Directions for this task
Can you put the lines below into a JSON list of strings, starting at the line containing "Target: black t-shirt with print" and running through the last line, with both ends included, one string per line, and blank lines left out?
---- Data to use
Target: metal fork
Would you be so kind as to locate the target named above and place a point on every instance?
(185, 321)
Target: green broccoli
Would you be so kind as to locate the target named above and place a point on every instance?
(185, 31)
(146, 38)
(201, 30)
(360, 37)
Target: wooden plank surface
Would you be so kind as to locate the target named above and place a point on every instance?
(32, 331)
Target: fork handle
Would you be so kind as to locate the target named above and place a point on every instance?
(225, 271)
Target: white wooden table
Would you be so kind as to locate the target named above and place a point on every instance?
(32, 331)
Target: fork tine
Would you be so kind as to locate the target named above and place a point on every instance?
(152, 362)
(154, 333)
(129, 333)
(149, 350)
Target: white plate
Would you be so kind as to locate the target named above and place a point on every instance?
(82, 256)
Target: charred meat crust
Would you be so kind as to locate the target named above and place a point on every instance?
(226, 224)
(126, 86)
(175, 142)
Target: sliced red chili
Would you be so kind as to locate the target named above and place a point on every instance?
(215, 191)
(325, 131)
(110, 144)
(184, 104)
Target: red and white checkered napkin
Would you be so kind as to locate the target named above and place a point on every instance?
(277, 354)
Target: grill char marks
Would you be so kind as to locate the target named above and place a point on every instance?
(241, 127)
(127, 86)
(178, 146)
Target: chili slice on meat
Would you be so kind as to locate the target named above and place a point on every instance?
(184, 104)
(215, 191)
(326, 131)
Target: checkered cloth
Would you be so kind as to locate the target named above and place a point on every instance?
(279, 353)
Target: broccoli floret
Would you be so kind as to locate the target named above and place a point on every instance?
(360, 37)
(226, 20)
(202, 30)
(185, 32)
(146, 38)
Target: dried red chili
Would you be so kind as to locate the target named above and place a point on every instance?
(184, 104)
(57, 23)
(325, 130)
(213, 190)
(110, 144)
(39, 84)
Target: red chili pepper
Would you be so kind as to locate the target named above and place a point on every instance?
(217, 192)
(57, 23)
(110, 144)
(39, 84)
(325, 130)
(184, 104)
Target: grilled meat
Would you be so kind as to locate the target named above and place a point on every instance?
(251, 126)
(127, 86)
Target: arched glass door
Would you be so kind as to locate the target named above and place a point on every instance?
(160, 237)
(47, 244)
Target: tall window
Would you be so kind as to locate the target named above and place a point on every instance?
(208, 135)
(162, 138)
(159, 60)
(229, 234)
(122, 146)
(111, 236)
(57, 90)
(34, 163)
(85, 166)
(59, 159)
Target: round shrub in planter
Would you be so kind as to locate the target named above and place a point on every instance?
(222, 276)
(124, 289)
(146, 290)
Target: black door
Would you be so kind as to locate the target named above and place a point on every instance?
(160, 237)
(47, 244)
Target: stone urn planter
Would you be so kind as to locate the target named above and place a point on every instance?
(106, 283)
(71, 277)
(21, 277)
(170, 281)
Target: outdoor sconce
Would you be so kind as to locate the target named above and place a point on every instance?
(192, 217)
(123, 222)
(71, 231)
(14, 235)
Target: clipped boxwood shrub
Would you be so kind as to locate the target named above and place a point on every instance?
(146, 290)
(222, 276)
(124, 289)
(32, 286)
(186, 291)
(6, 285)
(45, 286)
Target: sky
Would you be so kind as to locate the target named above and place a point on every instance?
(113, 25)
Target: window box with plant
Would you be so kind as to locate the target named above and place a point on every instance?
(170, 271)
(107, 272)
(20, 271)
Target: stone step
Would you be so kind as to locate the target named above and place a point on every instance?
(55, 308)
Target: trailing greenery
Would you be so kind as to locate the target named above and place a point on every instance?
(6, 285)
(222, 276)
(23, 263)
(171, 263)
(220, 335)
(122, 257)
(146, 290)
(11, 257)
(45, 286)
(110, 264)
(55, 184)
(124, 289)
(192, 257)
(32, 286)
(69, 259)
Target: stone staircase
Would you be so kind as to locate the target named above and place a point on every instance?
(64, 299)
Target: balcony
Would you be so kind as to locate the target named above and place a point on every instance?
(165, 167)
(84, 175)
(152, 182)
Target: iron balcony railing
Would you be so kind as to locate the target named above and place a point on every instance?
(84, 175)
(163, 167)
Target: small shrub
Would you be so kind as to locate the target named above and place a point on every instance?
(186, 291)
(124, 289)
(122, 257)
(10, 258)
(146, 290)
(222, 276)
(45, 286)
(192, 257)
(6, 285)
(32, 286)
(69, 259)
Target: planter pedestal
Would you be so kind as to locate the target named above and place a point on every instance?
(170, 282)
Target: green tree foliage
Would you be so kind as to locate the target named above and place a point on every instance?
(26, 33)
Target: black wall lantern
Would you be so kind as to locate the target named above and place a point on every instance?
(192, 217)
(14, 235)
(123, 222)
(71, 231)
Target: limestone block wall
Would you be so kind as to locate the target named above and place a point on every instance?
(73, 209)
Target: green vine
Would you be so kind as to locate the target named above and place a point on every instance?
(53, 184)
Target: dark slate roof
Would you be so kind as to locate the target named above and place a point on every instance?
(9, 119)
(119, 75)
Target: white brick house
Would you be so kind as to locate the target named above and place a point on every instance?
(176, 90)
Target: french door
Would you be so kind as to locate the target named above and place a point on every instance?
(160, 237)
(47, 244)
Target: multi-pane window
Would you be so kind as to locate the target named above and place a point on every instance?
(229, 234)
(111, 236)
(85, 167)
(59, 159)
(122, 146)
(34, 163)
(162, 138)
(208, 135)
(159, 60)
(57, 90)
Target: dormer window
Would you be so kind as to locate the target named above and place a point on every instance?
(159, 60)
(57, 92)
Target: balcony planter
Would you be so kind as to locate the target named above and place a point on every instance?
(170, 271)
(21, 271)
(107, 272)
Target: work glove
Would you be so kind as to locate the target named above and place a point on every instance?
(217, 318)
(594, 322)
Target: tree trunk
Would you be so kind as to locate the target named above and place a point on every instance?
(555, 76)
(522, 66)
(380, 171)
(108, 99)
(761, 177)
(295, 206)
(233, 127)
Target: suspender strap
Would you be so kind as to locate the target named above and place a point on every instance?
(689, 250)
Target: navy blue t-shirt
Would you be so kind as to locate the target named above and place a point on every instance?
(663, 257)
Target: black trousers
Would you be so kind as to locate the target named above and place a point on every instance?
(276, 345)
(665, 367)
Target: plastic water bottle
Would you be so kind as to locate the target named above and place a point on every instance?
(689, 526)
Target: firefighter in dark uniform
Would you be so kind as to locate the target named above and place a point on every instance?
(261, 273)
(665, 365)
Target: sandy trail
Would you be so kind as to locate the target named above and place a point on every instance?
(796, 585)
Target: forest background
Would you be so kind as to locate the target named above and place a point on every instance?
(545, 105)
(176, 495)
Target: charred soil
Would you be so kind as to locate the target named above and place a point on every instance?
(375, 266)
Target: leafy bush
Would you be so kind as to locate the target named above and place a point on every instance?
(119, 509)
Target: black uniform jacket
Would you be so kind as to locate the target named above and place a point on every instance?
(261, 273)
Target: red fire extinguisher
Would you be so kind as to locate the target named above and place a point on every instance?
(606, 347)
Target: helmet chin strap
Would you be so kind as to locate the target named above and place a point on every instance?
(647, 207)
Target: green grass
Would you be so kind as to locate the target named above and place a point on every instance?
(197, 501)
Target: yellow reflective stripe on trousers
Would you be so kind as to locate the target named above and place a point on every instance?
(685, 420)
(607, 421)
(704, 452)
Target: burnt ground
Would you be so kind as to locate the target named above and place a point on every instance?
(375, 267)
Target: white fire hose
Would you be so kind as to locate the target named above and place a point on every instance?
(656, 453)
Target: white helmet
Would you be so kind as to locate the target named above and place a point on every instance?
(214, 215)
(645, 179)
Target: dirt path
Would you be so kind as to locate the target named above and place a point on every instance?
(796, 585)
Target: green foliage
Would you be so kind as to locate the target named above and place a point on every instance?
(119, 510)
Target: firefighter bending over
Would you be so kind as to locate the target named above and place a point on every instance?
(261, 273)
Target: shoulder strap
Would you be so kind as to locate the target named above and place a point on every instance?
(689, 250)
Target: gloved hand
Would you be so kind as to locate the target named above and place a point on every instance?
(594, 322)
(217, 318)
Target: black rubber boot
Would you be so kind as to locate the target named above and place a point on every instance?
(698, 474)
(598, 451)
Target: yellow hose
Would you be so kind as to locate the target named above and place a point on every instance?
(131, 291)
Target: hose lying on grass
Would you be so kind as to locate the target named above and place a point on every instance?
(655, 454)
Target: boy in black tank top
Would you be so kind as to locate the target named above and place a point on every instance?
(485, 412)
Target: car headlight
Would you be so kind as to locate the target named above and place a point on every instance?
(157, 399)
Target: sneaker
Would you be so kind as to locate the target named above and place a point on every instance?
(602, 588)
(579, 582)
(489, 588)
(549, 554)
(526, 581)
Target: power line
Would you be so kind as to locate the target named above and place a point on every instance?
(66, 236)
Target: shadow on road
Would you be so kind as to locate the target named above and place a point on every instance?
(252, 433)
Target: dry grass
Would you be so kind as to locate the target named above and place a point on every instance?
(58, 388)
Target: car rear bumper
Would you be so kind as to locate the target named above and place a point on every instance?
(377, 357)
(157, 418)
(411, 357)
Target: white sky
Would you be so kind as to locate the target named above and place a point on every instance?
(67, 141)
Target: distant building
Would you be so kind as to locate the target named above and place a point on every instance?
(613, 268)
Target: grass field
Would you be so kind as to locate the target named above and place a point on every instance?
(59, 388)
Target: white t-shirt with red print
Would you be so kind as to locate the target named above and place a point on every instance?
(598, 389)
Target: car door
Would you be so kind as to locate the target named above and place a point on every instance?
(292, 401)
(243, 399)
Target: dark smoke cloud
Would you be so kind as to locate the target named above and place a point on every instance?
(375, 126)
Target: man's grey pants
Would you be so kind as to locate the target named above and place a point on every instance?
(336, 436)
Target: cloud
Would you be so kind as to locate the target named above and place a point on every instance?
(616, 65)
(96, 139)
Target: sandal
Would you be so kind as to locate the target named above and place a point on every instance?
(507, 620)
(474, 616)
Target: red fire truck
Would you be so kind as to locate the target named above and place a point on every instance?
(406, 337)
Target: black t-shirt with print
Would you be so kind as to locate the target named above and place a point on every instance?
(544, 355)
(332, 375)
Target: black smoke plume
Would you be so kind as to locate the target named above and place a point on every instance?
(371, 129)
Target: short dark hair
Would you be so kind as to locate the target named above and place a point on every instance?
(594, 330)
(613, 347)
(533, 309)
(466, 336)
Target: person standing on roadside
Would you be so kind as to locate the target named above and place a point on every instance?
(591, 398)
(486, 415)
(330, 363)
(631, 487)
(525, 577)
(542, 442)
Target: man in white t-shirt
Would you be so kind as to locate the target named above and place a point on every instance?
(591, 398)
--------
Reply
[
  "Target: black t-shirt with print",
  "Would you be so kind as to locate the target named above and place a point on every instance?",
  "(544, 355)",
  "(332, 375)",
  "Target: black smoke plume",
  "Would you be so kind as to locate the target named above and place a point on every instance?",
  "(371, 129)",
  "Target: short dark hair",
  "Would you be so kind as to locate the target named above and place a point on every instance?",
  "(594, 330)",
  "(613, 347)",
  "(533, 309)",
  "(466, 336)",
  "Target: person standing on roadside",
  "Would you be so kind as to locate the target named above and place a point on every instance?",
  "(591, 398)",
  "(486, 415)",
  "(330, 363)",
  "(631, 487)",
  "(525, 577)",
  "(542, 442)",
  "Target: man in white t-shirt",
  "Would you be so kind as to locate the target named above and place a point on every instance?",
  "(591, 398)"
]